- _What is needed_
Below are some records; quote exactly the lines from the one that contains "Query: crossbody strap" through the one that contains "like [20, 8].", inclusive, and no others.

Task material Block Start

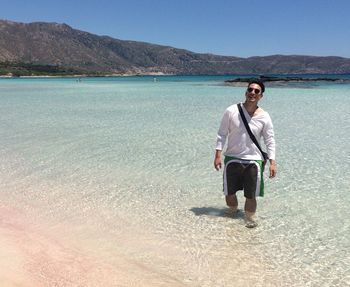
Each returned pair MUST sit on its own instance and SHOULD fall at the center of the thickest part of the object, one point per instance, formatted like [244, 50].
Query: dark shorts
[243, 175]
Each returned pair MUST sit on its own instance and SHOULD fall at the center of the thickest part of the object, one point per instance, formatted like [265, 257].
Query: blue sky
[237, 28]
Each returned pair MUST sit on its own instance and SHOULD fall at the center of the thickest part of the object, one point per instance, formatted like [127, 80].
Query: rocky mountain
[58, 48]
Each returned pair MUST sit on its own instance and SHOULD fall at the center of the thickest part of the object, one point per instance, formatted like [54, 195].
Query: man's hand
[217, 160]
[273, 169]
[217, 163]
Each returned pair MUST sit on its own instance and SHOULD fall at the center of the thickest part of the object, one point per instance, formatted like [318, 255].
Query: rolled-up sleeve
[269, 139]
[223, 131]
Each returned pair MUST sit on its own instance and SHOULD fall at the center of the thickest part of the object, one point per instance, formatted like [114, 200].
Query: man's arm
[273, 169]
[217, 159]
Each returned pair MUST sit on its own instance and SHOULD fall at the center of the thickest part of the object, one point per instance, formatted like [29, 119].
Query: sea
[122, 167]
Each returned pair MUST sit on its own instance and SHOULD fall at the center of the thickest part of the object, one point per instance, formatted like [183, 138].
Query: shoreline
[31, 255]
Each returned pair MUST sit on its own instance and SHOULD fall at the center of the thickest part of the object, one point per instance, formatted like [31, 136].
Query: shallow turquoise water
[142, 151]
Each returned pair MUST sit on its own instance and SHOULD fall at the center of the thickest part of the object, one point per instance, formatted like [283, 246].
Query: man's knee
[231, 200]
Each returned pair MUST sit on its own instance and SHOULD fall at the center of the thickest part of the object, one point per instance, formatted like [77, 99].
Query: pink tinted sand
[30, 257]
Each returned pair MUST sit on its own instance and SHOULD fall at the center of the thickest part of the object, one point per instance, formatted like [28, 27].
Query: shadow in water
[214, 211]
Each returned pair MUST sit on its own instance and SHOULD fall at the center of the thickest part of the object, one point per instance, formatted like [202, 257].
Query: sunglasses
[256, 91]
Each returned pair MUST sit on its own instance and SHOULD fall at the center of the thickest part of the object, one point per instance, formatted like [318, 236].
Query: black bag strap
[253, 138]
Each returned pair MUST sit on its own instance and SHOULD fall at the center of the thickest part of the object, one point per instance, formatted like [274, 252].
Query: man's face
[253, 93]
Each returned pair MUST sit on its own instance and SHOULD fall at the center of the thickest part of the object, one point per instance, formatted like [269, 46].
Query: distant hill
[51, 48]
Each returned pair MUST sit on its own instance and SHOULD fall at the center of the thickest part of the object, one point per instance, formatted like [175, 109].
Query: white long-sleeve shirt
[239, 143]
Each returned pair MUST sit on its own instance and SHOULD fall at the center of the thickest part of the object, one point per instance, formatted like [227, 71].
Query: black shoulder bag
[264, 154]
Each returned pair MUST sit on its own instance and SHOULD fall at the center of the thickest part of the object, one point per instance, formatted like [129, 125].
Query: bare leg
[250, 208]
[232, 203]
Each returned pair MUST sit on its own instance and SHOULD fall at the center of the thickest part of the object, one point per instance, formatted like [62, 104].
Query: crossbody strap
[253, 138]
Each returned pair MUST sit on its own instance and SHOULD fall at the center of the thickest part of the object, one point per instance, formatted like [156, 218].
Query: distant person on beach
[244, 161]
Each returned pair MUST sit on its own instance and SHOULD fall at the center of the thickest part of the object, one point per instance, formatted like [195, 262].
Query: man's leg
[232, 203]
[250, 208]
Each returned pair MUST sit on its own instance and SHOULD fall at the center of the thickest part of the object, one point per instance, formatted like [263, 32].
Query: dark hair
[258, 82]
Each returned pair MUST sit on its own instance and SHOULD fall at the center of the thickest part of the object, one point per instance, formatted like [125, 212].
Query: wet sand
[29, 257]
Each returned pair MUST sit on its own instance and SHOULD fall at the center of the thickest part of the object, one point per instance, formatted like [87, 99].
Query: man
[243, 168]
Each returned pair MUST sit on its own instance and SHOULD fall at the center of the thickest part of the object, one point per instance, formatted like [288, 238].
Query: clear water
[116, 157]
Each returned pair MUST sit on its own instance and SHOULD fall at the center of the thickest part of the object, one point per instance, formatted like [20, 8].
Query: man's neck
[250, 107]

Task material Block End
Task material Block Start

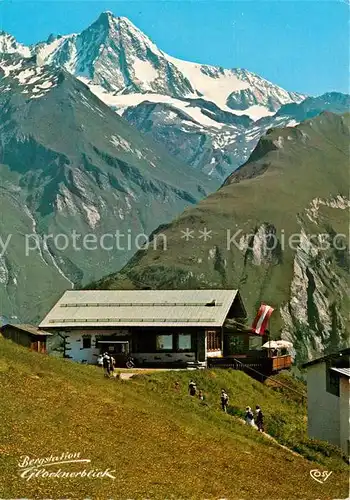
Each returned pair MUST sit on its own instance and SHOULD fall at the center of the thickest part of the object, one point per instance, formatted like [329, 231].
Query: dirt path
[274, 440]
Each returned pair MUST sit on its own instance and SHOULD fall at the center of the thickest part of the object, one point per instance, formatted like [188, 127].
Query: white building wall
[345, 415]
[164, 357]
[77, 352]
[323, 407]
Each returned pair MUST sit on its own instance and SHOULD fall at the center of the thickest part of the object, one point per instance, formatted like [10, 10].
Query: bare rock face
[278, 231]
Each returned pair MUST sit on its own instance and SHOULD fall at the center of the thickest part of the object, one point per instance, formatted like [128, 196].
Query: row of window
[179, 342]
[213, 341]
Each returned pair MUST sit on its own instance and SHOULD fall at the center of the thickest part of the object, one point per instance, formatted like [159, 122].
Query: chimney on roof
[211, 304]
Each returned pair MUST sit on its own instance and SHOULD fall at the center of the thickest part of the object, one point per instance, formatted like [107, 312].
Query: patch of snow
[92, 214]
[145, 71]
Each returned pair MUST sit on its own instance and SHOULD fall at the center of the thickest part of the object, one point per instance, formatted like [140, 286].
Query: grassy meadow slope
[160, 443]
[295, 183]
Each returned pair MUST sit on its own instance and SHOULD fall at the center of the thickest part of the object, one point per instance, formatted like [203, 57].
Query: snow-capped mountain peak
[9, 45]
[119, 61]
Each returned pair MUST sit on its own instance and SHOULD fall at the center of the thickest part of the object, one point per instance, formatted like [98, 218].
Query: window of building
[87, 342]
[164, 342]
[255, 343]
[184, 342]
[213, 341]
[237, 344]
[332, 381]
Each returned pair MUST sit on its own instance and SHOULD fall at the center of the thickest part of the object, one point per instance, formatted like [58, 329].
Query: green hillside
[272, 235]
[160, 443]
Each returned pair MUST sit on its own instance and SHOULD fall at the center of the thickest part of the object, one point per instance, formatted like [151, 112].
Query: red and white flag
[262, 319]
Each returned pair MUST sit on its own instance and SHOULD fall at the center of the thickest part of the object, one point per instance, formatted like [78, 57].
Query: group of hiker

Task material Block End
Task material Block Start

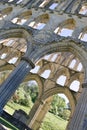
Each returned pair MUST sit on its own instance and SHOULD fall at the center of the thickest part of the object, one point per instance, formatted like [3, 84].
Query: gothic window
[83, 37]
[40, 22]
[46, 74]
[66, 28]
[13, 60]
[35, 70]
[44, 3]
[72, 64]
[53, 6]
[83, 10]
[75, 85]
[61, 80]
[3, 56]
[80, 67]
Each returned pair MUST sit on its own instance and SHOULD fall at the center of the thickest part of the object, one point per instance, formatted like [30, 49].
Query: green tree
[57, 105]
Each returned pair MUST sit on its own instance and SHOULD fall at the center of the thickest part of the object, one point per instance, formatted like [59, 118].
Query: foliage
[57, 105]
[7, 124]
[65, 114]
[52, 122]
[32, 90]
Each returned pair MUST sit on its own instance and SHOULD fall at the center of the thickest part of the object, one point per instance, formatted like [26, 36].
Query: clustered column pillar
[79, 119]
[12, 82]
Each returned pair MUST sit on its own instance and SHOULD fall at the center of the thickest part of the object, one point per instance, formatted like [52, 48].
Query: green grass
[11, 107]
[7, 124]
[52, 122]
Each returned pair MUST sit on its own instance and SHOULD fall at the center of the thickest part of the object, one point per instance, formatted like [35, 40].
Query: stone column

Task material Block End

- _Written answer_
Query: crossbody strap
[253, 138]
Each returned pair MUST sit on its own instance and SHOULD fall at the center of the thickest part of the object, one point per instance, formatted like [156, 218].
Query: distant person on beach
[244, 161]
Each returned pair MUST sit on its own instance and SHOULD fall at the center of the thickest part of the object, one point per instance, formatted like [195, 262].
Query: man's leg
[232, 203]
[250, 208]
Each returned pair MUST sit on its own instance and SHOULD fall at the center of the thickest part of the object, one point per instance, formatted like [263, 32].
Query: dark hair
[258, 82]
Each returned pair MUST sit on its own instance and SHOULD fall at the center of the thickest part of the object, one point per instance, formatted like [125, 212].
Query: wet sand
[29, 257]
Each returned pair MUST sit on its own instance and SHOULD fall at the center of the thickest part of the object, one point per instance, formatted like [87, 99].
Query: man
[243, 168]
Each returned pair MUST sit on its own instance and SHOULD fall at the center of the thickest part of the object, one point per instance, formatted like [288, 238].
Query: clear water
[116, 157]
Each returned pair MUST sit on its own instance and SHOULD fall at the center of the thickest part of the object, one point per instance, formatted like [20, 8].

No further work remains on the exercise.